Young people with cancer in New Zealand have lower survival rates compared to North America, Germany and Australia, a new study shows.
Research on 25 to 29-year-olds published in the New Zealand Medical Journal shows that cancer survival rates have not improved as much for that group over the past two decades compared with children and older people.
The study looked at all the 1500 young people diagnosed with cancer between 2000 and 2009 taken from the New Zealand cancer registry.
Study researcher Kirsten Ballantine said the survival statistics for many cancers were good, and in line with international figures.
However, some were lagging behind, she said.
When combined with previous New Zealand studies on the 15 to 24-year-old cohort, the five-year survival rate of people aged 15 to 29 with bone tumours was 46 percent, 20 percent lower than in Australia over the same time period, the study said.
The survival rate for breast cancer is 64 percent, compared with 80 percent for the US and Germany.
And for young Māori, the five-year survival rate for bone and central nervous system tumours and leukaemias was around 20 percent lower than non-Māori.
The study said Māori women had a higher risk of both developing breast cancer in young adulthood, and of dying from it.
One of the reasons young people were less likely to survive cancer was because fewer participated in clinical cancer trials compared to older people, Ms Ballantine said.
She said New Zealand clinicians and researchers define adolescents and young adults as being 12 to 24 years old, while generally overseas 15 to 29 year olds were grouped together.
One of the reasons for the study was to fill a gap in knowledge about 25 to 29 year olds, Ms Ballantine said.
* * * * * * *
■ Set of tasks ■
1. Retype the cancer survival article from "One of the reasons young" up to and including "olds, Ms Ballantine said.".
2. Name every specific type of cancer or tumor that the cancer survival article mentions.
The listing that comes next is drawn from a separate source.

(Data items)
* * * * * * *
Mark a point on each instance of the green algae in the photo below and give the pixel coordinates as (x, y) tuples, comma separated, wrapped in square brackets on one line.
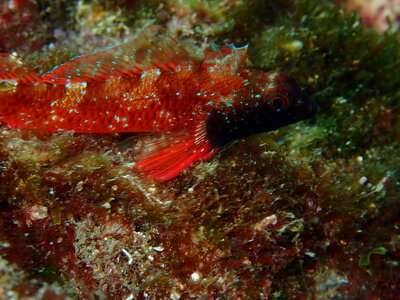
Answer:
[(246, 222)]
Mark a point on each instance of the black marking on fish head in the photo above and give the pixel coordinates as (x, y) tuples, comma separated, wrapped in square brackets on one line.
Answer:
[(269, 101)]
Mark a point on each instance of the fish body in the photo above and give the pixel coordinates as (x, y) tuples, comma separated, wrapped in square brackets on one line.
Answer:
[(151, 85)]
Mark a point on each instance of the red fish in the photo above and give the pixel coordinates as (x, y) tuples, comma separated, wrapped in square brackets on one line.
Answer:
[(151, 85)]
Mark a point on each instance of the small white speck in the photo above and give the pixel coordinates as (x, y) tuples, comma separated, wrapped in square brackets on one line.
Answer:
[(195, 276), (363, 180)]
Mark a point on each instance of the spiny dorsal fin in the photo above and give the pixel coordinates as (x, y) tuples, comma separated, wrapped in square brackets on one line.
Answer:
[(152, 49), (12, 68), (226, 58)]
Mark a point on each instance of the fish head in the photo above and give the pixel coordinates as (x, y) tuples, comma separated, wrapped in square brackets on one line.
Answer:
[(266, 102)]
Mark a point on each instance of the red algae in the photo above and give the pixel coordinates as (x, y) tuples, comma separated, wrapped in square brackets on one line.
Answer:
[(288, 214)]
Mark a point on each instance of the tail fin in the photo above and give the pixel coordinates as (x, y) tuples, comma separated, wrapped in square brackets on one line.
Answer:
[(11, 68)]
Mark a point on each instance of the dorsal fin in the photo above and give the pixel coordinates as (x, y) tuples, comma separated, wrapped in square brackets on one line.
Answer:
[(152, 49), (165, 156), (226, 58), (12, 68)]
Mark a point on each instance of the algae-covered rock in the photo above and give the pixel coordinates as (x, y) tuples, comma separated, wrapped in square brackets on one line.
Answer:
[(284, 214)]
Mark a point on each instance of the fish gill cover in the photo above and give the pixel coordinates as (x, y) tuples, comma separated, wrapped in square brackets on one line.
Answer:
[(309, 210)]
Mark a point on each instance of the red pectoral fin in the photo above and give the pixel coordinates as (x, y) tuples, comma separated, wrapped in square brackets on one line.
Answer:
[(164, 157)]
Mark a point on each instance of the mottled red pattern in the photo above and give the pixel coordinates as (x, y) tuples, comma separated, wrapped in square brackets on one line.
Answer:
[(152, 86)]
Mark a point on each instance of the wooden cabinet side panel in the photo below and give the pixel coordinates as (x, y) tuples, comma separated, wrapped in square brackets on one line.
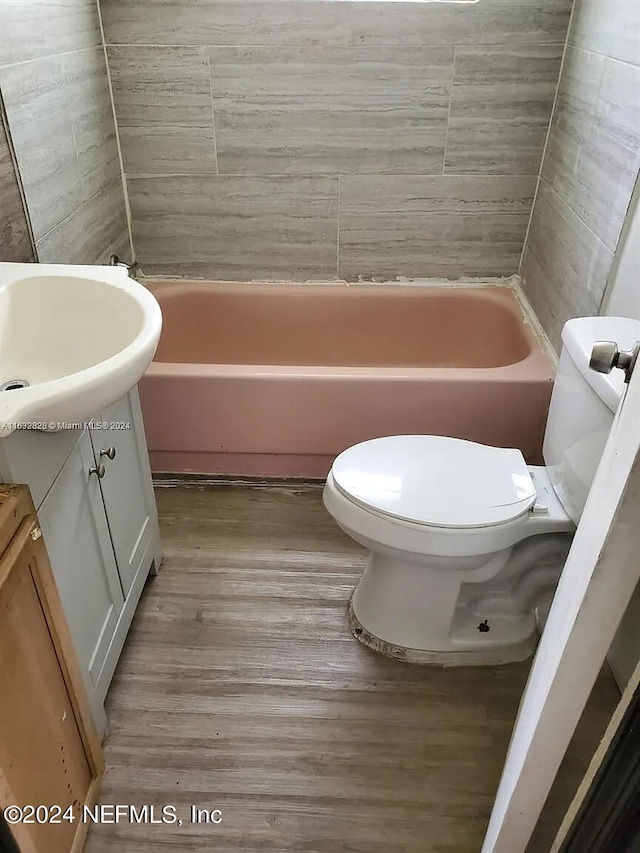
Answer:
[(45, 756)]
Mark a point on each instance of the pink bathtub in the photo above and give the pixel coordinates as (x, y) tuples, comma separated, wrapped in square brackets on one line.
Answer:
[(275, 380)]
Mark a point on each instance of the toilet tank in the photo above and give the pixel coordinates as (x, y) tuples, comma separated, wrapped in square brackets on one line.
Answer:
[(583, 404)]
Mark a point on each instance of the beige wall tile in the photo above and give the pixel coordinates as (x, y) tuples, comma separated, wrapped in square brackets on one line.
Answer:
[(61, 122), (233, 227), (565, 266), (432, 226), (15, 241), (500, 109), (164, 110), (36, 28), (331, 109)]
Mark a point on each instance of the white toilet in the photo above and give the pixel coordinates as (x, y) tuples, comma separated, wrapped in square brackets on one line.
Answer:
[(468, 541)]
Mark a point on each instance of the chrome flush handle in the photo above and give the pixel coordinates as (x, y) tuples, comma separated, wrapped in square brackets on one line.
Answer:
[(605, 355)]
* * * * * * *
■ Responses by task ■
1.
One of the reasons young people were less likely to survive cancer was because fewer participated in clinical cancer trials compared to older people, Ms Ballantine said.
She said New Zealand clinicians and researchers define adolescents and young adults as being 12 to 24 years old, while generally overseas 15 to 29 year olds were grouped together.
One of the reasons for the study was to fill a gap in knowledge about 25 to 29 year olds, Ms Ballantine said.

2.
Bone tumours
Breast cancer
Central nervous system tumours
Leukaemias